::: Input for this task :::
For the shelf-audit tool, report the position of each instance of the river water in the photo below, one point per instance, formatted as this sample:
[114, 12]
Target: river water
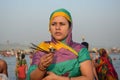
[12, 60]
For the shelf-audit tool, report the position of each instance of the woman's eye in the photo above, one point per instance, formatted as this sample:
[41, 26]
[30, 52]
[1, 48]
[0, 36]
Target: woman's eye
[62, 23]
[53, 24]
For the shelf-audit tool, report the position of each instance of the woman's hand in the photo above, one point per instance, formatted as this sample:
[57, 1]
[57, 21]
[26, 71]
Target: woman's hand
[45, 61]
[50, 76]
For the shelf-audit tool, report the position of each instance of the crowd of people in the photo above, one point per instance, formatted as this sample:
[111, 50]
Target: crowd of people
[61, 58]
:::
(Work required): Each line above where the word "instance" occurs should be returned in full.

(Result for this exercise):
For the shelf-audit tool, report the position of each instance of the river water in the photo below, one point per instance, formatted as this sample:
For the shelf-audit tool, report the position of each instance of the woman's eye in the photo above, one point per instance, formatted as this sample:
For the shelf-audit tool, report the position of each instance of the woman's hand in the photo above, one point per instance, formatted as this sample:
For the shelf-audit tool, report the position of each instance of the crowd of people in the photo above, one point per instance, formatted as this sample:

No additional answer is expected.